*Records:*
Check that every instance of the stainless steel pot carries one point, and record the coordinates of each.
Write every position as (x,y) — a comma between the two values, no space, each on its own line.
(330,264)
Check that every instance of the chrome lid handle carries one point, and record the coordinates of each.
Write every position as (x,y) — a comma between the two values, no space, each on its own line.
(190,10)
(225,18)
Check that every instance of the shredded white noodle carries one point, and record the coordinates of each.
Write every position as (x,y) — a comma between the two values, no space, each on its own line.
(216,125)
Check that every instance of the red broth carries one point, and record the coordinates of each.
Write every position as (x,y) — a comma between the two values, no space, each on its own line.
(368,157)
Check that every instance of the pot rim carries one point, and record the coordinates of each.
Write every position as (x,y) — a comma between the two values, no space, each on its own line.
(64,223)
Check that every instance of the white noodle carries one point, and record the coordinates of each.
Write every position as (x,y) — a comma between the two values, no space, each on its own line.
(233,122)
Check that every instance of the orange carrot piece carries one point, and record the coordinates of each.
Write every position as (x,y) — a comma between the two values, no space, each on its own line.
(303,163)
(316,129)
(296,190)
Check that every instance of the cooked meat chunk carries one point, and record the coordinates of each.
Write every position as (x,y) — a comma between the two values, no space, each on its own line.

*Aim:* Reproduce every item above verbatim, line by line.

*Reply to the task:*
Check that every instance of the stainless steel pot carries one point, and record the coordinates of each.
Write every position as (x,y) — a comma between the two values, no space, each on its own line.
(330,264)
Check that every instance of the chrome lid handle carries one point, and record the coordinates of each.
Write every position as (x,y) — a comma between the two values, no space, each on its own line.
(190,10)
(225,18)
Check that every instance of the shredded white noodle carries one point, and record the coordinates of each.
Write every position as (x,y) — a comma between the two values, no space, each on its own line.
(216,125)
Check that every instance of the red broth carries one point, and record the coordinates of each.
Write every position as (x,y) — a comma between the two values, no space, each on its own line.
(368,157)
Check that every instance of the pot rim carries one point, and record the coordinates of each.
Write every position as (x,y) — a comma between the two values, no space, each on its own line.
(64,223)
Check that every instance of the white noodle carries one point, and record the coordinates of each.
Write every position as (x,y) — a comma between the two values, no space, each on its own line.
(233,122)
Check that every instance of the orange carrot piece carries one point, and record the coordinates of each.
Write every position as (x,y) — a comma between the two values, no space, each on its own line.
(303,163)
(316,129)
(296,190)
Check that every instance of the cooked meat chunk carries one point, and record the coordinates of each.
Write every position as (x,y) — a comma between the two values, no space, each on its own line.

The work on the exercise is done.